ASSIGNMENT: Starting at the top of the entries below, write out each line up to and including the one containing "TARGET: bed". Leave the pictures out.

(Stored data)
=== Begin Enclosure ===

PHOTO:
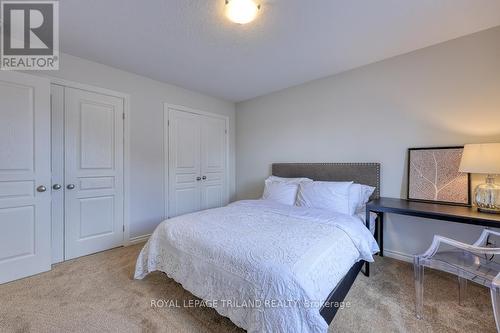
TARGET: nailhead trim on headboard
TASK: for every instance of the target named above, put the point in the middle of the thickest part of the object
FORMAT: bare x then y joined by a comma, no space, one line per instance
365,173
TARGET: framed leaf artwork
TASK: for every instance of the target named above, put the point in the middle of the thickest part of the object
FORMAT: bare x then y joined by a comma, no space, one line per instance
433,176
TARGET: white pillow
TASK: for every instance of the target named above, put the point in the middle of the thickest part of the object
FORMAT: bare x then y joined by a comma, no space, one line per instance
281,192
288,180
332,196
359,195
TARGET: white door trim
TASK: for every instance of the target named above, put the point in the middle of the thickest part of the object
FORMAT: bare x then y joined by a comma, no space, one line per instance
166,107
126,143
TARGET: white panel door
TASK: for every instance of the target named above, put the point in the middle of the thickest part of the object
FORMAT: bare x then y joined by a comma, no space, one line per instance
93,172
213,162
57,129
184,163
24,175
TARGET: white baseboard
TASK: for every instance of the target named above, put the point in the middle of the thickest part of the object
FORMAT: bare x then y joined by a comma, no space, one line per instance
398,255
138,239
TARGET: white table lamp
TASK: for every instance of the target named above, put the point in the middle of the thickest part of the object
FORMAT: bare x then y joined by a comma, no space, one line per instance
484,159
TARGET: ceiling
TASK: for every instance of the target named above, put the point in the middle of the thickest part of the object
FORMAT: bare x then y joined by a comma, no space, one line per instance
189,43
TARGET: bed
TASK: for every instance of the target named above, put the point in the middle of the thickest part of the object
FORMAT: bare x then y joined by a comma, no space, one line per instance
266,266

=== End Enclosure ===

ANSWER:
PHOTO:
TARGET: nailhead trim on headboard
TASK: for every instance of the target named above, put the point in the middle of the thickest part of the object
FORMAT: bare x then y joined by a comma, no space, one line per instance
365,173
TARGET: framed leaf artwork
TASK: for every instance of the target named above, put the point in the middle of the thickest part of the object
FORMAT: bare x then y joined by a comma, no space, one line per instance
433,176
TARGET: white pillow
TASK: for every instance of the target named above, put the point in the middle of the thickest part of the object
FORMAT: bare x then y joined by a comma, no space, one line per instance
281,192
288,180
332,196
359,195
TARGET: white door trim
TASK: for every instance of the target named above, put the point in the middle of the thickest part of the object
FORMAT: bare x then y joined by a comma, no space, one line per instance
166,107
126,143
TARGET: white panel door
TASK: for every instance of the target named above, put the point in the middle of the thickest part of the object
FORMAT: bare x then y joined by a comma, no space, one line per instance
93,172
213,162
57,129
184,163
24,175
TARGET: white baseboard
TASK: for every instance of the target named above, put the point in the middle of the thickest part of the object
FORMAT: bare x then y joined by a comma, no space, one line per instance
398,255
138,239
TARGET: white table lamp
TASK: for every instance of the target named above, put the point in the middle of the thickest part of the object
FORMAT: bare x then y joined by a comma, no space, one line per instance
484,159
TARGET: ceiling
TASK: for every instance of the target named above, put the point in the middle of the thickest part of the object
FORMAT: bare x then y joined by a comma, no space, one line per instance
189,43
TARGET: bed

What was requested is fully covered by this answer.